§ **DATA SUPPLIED**:
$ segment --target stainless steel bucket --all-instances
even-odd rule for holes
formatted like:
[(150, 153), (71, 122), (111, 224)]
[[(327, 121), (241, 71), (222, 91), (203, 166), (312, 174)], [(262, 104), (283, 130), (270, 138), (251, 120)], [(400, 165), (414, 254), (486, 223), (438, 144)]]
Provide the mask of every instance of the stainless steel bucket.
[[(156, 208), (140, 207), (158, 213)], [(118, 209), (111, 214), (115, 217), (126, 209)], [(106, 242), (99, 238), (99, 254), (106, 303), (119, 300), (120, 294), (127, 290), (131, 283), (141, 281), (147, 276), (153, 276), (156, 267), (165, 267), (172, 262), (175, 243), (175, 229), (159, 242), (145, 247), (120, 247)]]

§ **WHAT THE TASK REQUIRES**:
Can you return every one of the records above, line for line and unchanged?

§ **RESULT OF THE EXERCISE**:
$ segment --target stainless steel bucket --all-instances
even-odd rule for holes
formatted like:
[(150, 153), (71, 122), (111, 224)]
[[(327, 121), (241, 71), (222, 91), (203, 166), (312, 174)], [(262, 104), (283, 130), (270, 138), (251, 120)], [(400, 165), (414, 254), (486, 223), (438, 144)]]
Provide the mask of every instance of the stainless steel bucket.
[[(156, 208), (140, 207), (158, 213)], [(118, 209), (111, 214), (115, 217), (126, 209)], [(106, 242), (99, 238), (99, 254), (106, 303), (119, 300), (120, 294), (127, 290), (131, 283), (141, 281), (147, 276), (153, 276), (156, 267), (165, 267), (172, 262), (175, 243), (175, 229), (159, 242), (145, 247), (120, 247)]]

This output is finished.